Records for identifying positions:
_____
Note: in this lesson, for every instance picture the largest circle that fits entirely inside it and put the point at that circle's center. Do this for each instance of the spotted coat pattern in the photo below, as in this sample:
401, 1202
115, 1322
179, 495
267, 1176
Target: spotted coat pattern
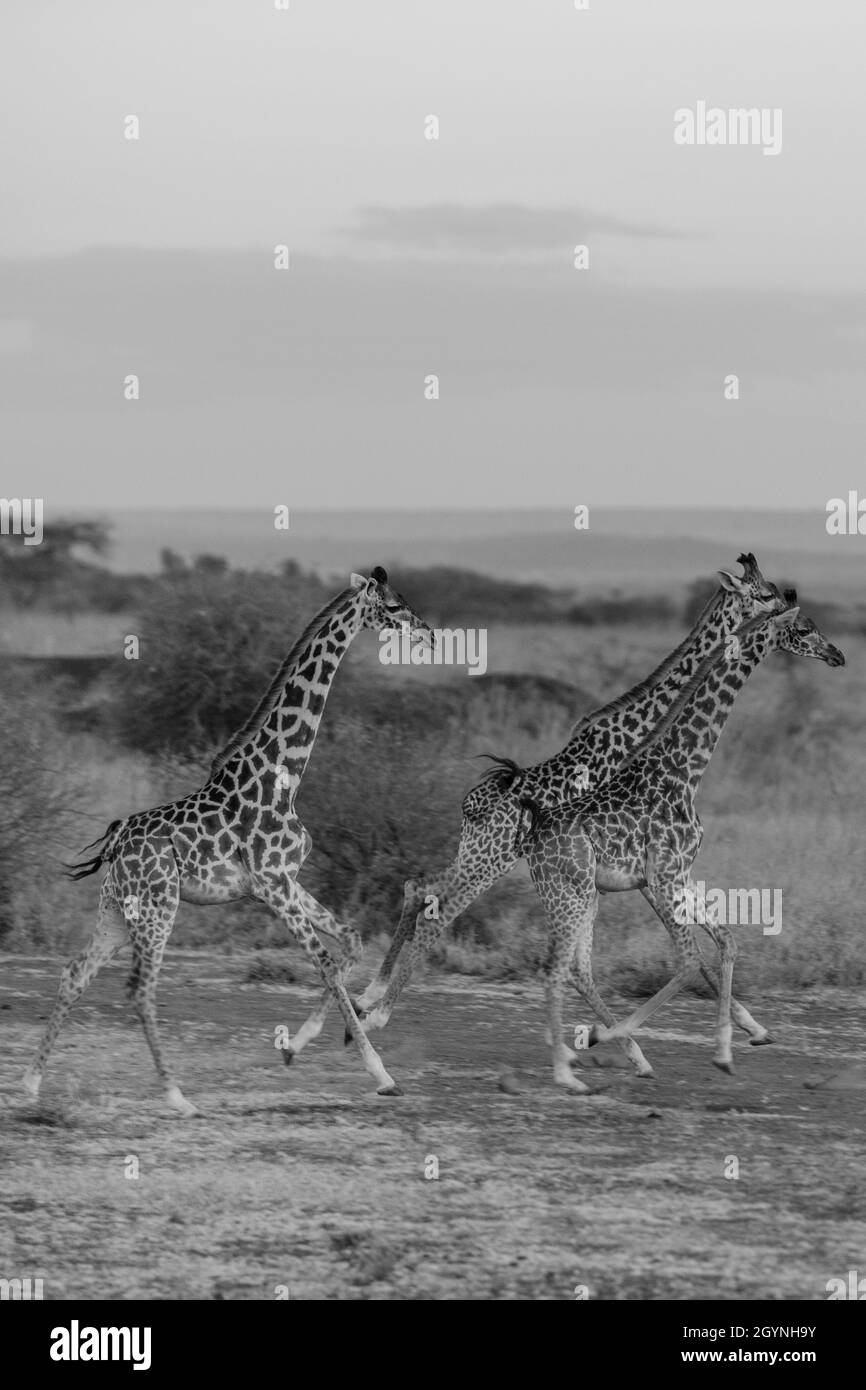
_____
TASK BRIEF.
Reproduce every line of the records above word for word, omitting the pictures.

EXERCISE SOLUTION.
Note: in this lesson, for every instance picture the largest circle that fits entirely inside it and put the point at that circle's center. Do this for each instance of the spotted coat pattern in the photo below, as in this sample:
401, 1202
115, 1322
179, 495
267, 1176
Target: spotted coat pattern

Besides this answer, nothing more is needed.